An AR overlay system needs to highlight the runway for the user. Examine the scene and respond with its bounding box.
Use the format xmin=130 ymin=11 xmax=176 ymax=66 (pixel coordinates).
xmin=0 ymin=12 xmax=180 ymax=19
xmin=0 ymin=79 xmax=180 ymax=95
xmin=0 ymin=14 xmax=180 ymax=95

**CONSEGNA**
Riscrivi tutte le voci qui sopra sostituendo "runway" con "taxiway", senza cambiare nient'altro.

**ESERCIZIO SVOLTO**
An AR overlay system needs to highlight the taxiway for the user. Examine the scene and respond with its bounding box.
Use the format xmin=130 ymin=11 xmax=176 ymax=66 (pixel coordinates).
xmin=0 ymin=12 xmax=180 ymax=19
xmin=0 ymin=79 xmax=180 ymax=95
xmin=0 ymin=14 xmax=180 ymax=95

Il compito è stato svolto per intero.